For this exercise, return exactly the lines of the material below that begin at the one with "Phrase: airplane fuselage" and stop after the one with "Phrase: shallow water".
------------------------------
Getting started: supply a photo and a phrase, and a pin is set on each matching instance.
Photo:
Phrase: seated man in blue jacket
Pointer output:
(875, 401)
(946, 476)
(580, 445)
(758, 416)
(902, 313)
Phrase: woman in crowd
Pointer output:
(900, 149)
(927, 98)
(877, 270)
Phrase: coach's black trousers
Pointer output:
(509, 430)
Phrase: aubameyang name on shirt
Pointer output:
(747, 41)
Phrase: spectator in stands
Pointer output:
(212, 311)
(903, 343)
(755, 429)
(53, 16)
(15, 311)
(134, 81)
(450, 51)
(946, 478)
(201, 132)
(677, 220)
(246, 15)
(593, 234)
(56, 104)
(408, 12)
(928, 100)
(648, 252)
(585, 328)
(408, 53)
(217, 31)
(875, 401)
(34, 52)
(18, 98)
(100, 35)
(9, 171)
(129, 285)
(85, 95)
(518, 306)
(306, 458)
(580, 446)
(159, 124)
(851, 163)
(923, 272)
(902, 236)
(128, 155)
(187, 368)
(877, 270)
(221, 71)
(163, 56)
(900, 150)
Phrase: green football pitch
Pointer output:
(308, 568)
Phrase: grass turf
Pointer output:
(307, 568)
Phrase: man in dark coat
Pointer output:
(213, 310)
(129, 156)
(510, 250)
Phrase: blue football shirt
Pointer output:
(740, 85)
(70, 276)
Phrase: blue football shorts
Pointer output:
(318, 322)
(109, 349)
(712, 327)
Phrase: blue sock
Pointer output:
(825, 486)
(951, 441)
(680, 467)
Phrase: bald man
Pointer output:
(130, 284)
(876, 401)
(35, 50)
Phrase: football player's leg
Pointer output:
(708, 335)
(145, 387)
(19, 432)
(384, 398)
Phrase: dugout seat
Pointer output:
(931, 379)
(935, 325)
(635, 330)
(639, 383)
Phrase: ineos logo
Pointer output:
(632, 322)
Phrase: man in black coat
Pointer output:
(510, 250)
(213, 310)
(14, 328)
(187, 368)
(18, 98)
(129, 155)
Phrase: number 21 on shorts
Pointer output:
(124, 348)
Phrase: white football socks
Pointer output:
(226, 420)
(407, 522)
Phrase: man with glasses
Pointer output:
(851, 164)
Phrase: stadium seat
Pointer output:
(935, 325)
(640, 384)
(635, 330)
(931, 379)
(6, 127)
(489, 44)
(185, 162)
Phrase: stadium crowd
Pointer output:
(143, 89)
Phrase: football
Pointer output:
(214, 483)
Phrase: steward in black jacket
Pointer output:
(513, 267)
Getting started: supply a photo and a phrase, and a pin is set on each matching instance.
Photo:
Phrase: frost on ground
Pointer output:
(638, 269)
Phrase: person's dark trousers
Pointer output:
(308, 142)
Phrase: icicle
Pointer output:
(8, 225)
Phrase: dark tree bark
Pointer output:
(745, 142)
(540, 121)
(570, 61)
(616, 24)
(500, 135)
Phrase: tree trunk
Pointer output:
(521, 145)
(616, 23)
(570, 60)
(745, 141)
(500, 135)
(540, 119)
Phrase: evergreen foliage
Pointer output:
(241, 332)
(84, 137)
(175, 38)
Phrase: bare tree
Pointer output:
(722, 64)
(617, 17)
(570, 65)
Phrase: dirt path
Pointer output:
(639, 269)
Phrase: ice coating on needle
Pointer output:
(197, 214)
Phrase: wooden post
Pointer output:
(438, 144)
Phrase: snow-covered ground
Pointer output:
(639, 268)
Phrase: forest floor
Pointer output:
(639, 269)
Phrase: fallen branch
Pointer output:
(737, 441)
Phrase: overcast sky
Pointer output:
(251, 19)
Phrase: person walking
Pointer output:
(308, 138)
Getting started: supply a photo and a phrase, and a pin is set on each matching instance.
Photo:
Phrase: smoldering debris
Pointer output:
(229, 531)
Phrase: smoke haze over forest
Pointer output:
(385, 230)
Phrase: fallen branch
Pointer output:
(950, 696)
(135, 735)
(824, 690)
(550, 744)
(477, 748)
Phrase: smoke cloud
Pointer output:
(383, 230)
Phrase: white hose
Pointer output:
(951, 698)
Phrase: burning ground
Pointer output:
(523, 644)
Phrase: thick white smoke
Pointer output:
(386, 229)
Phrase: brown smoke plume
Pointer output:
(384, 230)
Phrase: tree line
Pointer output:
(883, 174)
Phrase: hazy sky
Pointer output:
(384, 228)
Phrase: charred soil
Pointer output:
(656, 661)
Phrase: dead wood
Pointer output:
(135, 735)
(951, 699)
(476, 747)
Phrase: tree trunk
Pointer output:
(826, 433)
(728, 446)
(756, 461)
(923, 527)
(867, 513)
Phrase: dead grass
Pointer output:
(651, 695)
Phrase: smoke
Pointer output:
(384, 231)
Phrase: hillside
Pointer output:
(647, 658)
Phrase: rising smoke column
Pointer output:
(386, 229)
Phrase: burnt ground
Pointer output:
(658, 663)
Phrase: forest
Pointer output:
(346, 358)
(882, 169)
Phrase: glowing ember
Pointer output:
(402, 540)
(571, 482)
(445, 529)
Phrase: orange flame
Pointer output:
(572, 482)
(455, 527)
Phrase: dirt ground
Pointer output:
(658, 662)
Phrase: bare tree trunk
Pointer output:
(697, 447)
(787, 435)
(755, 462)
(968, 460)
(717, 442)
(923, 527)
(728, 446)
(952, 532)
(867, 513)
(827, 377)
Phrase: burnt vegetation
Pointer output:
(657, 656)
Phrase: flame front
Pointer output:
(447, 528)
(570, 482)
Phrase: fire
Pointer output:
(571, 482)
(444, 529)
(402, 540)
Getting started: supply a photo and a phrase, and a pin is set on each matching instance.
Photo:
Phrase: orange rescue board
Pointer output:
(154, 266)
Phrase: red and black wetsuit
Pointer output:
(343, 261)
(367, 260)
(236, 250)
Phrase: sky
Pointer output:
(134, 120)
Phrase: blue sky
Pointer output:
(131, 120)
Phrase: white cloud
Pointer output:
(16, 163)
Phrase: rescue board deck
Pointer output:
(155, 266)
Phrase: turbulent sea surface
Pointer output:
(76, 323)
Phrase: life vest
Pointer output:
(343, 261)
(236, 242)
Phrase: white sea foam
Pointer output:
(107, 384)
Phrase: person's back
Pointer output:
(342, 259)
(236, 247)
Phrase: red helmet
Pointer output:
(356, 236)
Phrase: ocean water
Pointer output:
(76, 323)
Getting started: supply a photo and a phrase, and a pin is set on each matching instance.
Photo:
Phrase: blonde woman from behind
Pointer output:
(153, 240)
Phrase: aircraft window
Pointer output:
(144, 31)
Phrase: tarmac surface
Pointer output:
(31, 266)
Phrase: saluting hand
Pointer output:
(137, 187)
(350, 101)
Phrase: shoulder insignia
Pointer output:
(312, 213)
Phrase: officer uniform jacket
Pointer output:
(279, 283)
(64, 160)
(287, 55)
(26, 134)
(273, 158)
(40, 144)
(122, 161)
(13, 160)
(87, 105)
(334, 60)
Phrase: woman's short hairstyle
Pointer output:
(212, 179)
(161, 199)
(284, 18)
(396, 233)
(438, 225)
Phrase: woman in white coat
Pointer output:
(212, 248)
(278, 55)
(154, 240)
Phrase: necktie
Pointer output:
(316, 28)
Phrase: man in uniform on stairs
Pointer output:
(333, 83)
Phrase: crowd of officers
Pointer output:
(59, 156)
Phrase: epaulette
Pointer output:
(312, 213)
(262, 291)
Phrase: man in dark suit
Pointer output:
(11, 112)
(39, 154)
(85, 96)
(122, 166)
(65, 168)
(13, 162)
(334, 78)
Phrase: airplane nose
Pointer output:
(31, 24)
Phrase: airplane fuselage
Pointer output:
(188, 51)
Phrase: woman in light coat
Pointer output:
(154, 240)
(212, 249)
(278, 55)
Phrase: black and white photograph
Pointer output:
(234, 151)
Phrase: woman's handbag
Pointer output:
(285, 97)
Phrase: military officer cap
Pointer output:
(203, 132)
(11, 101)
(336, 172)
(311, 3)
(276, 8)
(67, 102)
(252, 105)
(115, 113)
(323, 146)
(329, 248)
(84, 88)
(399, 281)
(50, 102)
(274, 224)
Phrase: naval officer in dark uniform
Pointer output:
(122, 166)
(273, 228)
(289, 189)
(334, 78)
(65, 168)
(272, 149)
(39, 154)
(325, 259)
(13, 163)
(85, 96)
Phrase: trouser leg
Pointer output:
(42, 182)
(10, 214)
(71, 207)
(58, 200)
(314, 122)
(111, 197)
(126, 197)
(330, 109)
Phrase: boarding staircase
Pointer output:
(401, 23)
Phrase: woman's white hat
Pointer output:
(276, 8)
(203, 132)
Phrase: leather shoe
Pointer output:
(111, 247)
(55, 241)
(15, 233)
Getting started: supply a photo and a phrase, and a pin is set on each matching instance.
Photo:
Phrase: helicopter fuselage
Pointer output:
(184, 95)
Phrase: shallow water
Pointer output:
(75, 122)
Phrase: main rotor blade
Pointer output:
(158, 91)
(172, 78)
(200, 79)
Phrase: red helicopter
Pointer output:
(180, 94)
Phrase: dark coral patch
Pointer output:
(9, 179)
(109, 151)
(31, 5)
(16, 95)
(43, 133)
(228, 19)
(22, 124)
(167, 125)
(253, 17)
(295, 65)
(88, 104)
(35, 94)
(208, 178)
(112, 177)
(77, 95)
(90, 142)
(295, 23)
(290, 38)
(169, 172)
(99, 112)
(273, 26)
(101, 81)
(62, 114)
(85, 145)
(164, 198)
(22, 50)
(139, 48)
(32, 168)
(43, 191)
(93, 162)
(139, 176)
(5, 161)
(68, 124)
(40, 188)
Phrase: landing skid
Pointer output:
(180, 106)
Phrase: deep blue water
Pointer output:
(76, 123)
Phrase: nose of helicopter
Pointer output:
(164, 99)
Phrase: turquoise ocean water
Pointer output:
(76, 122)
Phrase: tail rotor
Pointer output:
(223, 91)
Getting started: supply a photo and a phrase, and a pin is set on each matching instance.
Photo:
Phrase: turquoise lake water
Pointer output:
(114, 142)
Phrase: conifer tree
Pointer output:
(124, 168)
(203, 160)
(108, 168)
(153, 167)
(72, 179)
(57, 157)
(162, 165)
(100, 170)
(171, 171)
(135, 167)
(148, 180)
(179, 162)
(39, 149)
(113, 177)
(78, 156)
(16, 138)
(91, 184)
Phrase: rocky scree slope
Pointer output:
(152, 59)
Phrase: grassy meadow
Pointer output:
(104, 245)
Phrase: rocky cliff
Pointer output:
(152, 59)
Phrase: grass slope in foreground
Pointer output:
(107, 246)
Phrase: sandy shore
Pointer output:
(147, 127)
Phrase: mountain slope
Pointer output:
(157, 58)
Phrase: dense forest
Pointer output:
------------------------------
Answer to the exercise>
Phrase: airplane fuselage
Pointer output:
(188, 51)
Phrase: woman in light coat
Pointer output:
(154, 240)
(212, 249)
(278, 55)
Phrase: black and white photograph
Pointer output:
(234, 151)
Phrase: woman's handbag
Pointer output:
(285, 97)
Phrase: military officer cap
Pointer output:
(203, 132)
(11, 101)
(336, 172)
(311, 3)
(276, 8)
(67, 102)
(252, 105)
(115, 113)
(323, 146)
(329, 248)
(84, 88)
(399, 281)
(50, 102)
(274, 224)
Phrase: naval officer in dark uniform
Pointer output:
(122, 166)
(273, 228)
(289, 189)
(334, 78)
(65, 168)
(272, 149)
(39, 154)
(325, 259)
(13, 163)
(85, 96)
Phrase: trouser leg
Pointer output:
(42, 182)
(10, 214)
(71, 207)
(58, 200)
(314, 122)
(111, 197)
(126, 197)
(330, 109)
Phrase: boarding staircase
Pointer output:
(401, 23)
Phrase: woman's white hat
Pointer output:
(276, 8)
(203, 132)
Phrase: leather shoe
Pointer output:
(111, 247)
(55, 241)
(15, 233)
Getting started: supply a photo and a phrase, and a pin is set on each matching instance.
Photo:
Phrase: helicopter fuselage
Pointer output:
(184, 95)
Phrase: shallow water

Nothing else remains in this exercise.